# [What you have to do]
Exactly the lines from the one containing "the bush, then" through the end of the data below are to be reproduced, and nothing besides them.

# [Records provided]
------------------------------

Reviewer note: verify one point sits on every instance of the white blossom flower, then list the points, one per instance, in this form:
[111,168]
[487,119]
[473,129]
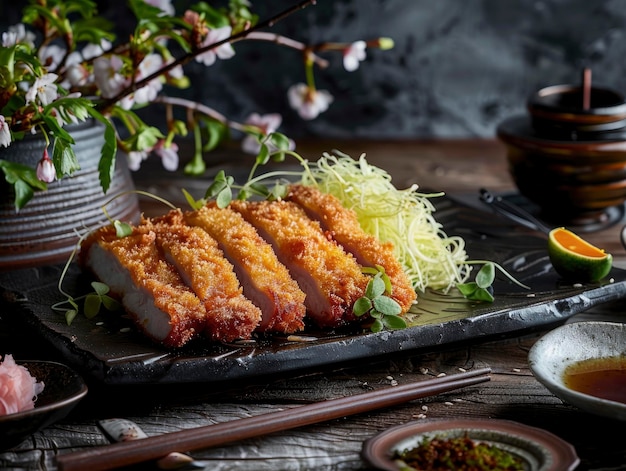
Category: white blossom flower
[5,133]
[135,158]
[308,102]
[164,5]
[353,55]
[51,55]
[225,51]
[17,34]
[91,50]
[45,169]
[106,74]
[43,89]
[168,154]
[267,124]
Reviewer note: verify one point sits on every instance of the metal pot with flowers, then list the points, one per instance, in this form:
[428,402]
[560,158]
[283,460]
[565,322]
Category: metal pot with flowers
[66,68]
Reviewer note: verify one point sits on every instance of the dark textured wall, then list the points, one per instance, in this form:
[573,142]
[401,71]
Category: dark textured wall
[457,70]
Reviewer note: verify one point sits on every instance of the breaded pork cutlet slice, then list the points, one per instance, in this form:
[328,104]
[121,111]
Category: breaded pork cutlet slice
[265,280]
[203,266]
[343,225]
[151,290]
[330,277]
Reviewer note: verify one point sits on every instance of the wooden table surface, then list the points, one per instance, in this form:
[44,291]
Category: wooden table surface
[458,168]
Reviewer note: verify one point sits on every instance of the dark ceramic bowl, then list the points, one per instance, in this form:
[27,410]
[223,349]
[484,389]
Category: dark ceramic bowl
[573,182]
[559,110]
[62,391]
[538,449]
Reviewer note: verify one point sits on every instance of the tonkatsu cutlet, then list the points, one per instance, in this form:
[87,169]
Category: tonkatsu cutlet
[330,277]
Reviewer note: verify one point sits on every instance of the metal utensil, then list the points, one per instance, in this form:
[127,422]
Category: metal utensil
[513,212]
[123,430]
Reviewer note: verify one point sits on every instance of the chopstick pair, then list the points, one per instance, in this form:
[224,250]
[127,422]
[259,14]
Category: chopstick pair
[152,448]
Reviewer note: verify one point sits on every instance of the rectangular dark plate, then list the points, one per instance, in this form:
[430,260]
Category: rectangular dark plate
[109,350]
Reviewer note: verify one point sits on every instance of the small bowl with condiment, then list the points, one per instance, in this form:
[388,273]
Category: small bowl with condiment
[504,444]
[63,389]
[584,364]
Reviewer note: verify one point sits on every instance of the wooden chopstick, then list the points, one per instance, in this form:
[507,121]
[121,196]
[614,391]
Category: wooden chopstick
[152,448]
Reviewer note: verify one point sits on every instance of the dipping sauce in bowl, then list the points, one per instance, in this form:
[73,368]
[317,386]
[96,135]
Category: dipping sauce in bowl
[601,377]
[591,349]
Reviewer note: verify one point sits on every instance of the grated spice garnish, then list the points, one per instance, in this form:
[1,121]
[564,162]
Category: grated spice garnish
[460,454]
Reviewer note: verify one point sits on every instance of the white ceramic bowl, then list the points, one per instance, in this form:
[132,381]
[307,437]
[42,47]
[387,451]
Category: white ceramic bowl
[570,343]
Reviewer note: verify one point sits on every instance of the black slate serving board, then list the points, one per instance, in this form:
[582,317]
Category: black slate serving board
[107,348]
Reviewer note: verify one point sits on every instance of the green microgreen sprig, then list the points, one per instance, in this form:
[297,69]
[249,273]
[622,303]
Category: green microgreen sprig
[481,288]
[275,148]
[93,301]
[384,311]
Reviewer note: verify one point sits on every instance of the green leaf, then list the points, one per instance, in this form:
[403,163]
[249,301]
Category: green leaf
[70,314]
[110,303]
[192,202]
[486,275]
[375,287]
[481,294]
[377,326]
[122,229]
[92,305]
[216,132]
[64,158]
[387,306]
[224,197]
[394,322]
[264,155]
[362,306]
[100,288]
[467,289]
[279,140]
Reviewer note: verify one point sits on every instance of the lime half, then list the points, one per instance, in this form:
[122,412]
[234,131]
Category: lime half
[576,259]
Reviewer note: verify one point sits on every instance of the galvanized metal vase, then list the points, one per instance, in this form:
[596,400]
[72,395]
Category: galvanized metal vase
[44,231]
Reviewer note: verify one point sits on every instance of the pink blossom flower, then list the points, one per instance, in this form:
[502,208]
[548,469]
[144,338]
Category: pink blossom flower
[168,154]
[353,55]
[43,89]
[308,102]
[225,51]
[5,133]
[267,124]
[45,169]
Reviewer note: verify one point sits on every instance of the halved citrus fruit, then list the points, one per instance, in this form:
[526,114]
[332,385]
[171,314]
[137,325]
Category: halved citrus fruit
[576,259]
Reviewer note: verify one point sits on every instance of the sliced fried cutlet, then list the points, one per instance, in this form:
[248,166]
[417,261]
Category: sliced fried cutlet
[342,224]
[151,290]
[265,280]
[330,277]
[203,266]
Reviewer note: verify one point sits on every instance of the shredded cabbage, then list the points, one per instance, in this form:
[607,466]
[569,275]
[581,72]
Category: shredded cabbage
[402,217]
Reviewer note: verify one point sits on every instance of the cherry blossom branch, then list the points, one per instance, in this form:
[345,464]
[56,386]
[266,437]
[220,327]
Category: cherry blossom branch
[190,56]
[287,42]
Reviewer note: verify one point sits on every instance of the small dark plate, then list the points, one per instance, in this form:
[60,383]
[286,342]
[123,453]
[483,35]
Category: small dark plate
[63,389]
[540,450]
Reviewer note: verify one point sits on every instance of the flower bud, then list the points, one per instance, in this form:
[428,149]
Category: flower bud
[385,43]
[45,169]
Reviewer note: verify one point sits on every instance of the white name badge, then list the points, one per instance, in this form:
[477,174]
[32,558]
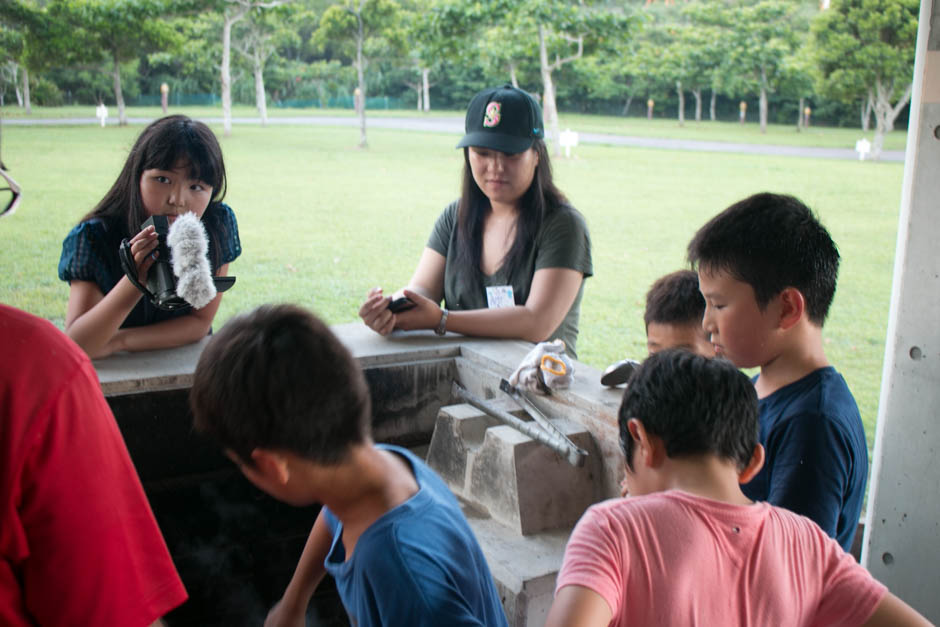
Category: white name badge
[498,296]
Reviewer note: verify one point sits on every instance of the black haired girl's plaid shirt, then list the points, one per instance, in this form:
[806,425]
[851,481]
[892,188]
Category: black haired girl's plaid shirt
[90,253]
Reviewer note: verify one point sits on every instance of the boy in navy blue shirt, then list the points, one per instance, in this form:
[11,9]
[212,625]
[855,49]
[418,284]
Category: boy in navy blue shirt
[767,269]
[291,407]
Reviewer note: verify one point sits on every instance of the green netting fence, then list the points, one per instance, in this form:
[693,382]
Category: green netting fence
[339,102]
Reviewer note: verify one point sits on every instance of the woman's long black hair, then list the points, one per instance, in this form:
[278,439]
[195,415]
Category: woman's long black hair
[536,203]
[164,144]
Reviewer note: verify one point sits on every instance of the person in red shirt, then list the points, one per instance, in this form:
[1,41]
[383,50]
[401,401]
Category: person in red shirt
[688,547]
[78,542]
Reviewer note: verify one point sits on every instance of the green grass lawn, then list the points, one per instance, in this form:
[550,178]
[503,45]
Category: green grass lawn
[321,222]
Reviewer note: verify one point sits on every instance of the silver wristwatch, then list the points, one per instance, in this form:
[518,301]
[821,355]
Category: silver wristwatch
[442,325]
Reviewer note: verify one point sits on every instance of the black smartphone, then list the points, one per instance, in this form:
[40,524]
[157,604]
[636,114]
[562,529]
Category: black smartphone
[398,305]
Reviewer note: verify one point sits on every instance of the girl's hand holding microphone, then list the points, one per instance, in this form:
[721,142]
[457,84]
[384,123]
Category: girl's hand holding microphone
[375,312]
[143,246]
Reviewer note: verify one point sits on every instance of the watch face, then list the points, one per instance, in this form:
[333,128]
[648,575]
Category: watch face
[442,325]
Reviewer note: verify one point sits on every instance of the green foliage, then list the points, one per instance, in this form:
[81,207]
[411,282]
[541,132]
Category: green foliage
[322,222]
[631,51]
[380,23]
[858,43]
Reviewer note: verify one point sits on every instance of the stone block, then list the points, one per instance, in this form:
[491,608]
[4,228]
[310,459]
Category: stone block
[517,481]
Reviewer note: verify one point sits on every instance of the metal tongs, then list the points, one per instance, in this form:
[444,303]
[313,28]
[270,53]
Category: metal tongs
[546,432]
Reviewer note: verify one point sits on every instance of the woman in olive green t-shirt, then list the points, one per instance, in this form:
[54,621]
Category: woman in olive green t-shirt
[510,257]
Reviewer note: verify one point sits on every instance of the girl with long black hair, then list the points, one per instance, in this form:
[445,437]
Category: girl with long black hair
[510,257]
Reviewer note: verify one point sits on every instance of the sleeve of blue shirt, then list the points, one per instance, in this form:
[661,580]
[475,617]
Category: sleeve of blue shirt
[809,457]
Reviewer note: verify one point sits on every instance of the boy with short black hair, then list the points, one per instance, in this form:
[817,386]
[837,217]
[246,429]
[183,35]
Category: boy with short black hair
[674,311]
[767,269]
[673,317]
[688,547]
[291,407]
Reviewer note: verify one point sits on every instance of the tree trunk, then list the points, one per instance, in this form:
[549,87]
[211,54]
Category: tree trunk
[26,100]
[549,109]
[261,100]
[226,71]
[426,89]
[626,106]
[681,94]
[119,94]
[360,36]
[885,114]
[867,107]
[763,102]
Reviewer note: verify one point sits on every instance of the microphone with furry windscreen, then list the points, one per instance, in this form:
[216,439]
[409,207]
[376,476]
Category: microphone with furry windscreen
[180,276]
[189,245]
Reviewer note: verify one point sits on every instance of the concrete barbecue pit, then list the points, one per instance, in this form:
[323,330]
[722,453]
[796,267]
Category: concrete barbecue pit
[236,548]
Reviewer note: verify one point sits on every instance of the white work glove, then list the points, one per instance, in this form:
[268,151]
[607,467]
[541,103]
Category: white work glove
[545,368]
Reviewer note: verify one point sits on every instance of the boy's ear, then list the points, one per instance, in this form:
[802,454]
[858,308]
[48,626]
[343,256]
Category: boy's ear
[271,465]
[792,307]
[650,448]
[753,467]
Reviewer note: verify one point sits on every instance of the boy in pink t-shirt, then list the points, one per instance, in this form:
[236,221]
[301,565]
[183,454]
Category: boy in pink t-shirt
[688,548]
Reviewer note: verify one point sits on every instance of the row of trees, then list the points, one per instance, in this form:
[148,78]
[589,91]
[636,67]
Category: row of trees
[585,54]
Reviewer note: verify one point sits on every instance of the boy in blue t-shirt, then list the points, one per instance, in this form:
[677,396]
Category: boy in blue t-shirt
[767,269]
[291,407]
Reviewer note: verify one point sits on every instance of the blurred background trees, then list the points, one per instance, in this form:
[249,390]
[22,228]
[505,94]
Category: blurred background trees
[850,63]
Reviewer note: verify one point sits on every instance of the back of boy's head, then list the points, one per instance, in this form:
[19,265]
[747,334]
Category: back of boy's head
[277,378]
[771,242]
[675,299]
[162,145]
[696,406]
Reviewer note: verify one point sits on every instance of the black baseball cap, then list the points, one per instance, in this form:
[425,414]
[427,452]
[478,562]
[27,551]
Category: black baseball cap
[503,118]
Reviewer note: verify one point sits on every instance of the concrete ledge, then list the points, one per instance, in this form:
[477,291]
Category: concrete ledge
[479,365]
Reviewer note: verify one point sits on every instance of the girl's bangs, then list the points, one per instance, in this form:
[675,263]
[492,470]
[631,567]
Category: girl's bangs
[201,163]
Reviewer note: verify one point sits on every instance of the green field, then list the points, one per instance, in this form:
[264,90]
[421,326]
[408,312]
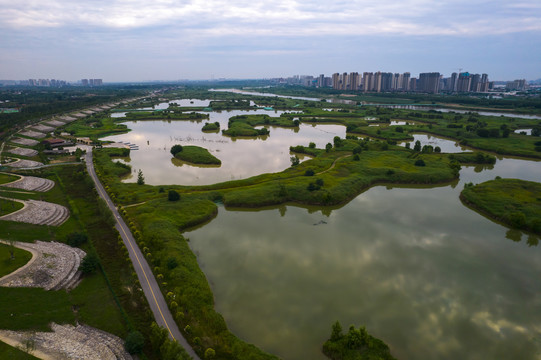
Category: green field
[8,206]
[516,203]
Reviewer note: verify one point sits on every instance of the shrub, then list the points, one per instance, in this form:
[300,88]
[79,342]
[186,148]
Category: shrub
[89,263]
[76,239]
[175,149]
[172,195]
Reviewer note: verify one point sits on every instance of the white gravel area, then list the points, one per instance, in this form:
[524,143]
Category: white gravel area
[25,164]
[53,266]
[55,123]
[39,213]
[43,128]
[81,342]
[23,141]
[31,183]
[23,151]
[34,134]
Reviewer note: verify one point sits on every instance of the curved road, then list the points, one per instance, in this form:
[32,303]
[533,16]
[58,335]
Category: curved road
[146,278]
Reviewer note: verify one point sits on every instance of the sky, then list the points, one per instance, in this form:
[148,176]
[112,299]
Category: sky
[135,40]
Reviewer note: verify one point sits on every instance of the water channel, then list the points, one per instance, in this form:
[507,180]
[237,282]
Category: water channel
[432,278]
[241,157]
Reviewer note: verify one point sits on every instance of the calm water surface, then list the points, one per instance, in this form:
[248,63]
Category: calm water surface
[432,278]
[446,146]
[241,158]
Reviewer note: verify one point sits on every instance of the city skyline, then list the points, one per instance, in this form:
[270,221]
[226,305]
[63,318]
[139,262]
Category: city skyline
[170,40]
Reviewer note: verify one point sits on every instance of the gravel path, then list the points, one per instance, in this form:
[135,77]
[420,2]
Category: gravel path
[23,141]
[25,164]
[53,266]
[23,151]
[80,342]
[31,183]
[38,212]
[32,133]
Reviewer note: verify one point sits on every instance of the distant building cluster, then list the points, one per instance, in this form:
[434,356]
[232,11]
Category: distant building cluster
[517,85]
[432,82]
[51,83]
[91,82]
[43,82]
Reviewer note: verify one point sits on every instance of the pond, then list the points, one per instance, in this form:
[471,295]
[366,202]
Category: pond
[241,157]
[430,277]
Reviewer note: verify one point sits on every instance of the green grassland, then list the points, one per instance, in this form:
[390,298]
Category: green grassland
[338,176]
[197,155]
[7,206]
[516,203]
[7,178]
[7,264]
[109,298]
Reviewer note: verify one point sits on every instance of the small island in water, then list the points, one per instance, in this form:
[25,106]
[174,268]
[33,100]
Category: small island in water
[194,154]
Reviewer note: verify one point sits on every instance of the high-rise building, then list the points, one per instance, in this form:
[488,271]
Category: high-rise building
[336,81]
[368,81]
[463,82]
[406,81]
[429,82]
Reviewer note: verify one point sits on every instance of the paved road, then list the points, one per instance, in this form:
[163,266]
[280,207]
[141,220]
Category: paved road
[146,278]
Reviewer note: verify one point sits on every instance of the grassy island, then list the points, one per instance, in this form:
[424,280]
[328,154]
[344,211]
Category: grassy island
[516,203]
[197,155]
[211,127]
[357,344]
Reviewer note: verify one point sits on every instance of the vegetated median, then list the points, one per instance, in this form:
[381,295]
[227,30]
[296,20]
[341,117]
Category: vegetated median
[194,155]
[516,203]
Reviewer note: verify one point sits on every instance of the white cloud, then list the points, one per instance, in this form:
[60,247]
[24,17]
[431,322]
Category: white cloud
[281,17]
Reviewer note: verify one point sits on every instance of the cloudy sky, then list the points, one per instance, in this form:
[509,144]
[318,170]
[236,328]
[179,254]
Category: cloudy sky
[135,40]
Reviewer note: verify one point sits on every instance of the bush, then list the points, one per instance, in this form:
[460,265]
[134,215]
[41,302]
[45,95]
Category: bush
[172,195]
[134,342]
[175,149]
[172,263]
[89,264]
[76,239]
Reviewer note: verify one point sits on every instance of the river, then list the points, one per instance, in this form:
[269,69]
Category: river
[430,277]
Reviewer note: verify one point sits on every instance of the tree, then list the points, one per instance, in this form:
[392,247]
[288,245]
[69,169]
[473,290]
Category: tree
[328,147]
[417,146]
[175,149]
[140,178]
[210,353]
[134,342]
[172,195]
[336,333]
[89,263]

------------------------------

# [Answer to this task]
Reviewer note: verify one point sits on every instance of the bush, then list the points, one per instance, in this form:
[460,265]
[134,215]
[41,302]
[45,95]
Category: bush
[172,195]
[134,342]
[175,149]
[172,263]
[89,264]
[76,239]
Reviewer note: verify one point sits on every instance of the river, then list the points, one per instance, in this form:
[269,69]
Category: river
[430,277]
Reviewer note: verify one point sits on every instance of the tree, then list the points, one per instance, in this form:
[392,247]
[288,245]
[69,169]
[473,290]
Category: tree
[328,147]
[417,146]
[175,149]
[140,178]
[210,353]
[134,342]
[172,195]
[336,333]
[89,263]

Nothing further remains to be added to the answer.